SET EXERCISE> Pull out every line of the material below that contains the word "wooden", and copy each one in full.

INPUT MATERIAL>
[start]
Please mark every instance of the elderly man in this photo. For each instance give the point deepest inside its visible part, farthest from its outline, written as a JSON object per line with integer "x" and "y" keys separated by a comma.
[end]
[start]
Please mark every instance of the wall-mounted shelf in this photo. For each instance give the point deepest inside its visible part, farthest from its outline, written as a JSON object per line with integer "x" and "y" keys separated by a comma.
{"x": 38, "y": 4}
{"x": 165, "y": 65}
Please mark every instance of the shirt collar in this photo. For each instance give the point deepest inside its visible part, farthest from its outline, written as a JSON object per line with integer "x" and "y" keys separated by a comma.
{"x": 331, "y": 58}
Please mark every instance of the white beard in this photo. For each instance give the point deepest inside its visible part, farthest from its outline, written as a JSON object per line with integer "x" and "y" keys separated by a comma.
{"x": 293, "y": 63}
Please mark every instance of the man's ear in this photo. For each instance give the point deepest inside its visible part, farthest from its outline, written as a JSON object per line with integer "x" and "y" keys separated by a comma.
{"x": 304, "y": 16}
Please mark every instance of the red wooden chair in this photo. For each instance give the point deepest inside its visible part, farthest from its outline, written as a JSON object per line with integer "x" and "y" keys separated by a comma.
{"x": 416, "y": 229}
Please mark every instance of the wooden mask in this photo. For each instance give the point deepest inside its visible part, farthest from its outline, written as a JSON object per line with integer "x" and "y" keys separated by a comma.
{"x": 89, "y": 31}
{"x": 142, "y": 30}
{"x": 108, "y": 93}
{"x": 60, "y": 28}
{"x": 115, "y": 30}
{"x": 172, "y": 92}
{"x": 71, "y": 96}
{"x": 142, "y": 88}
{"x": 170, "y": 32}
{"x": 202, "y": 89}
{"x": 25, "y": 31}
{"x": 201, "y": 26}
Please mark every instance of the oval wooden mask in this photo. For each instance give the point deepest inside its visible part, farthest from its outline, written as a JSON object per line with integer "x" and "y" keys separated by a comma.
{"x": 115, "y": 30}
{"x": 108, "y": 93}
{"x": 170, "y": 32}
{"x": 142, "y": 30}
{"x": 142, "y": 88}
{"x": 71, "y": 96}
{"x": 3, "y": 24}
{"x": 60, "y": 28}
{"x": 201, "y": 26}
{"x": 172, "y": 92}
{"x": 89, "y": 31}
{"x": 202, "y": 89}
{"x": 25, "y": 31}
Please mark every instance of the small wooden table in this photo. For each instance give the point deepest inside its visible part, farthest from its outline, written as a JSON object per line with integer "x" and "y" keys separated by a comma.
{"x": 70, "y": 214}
[end]
ANSWER TO THE PROBLEM>
Please mark every instance of the red wooden chair in this photo. For each instance give the point deepest inside its visible part, farthest from its outline, written as a JSON object per line with integer "x" and "y" keys separated by a comma.
Please mark every instance of the wooden mask in this photo. For each instance give the point deepest inside its visible part, farthest from its outline, written as a JSON object per line with integer "x" and "y" keys separated by a comma.
Please mark every instance of the oval wooden mask in this photo. For each instance give the point deepest inside its visible part, farthest from its outline, written as a JSON object per line with integer "x" and "y" keys separated by a comma.
Please mark every instance of the small wooden table in this photo. For each instance give the point deepest inside its visible part, farthest from its outline, written as a JSON object per line with integer "x" and "y" keys separated by a comma.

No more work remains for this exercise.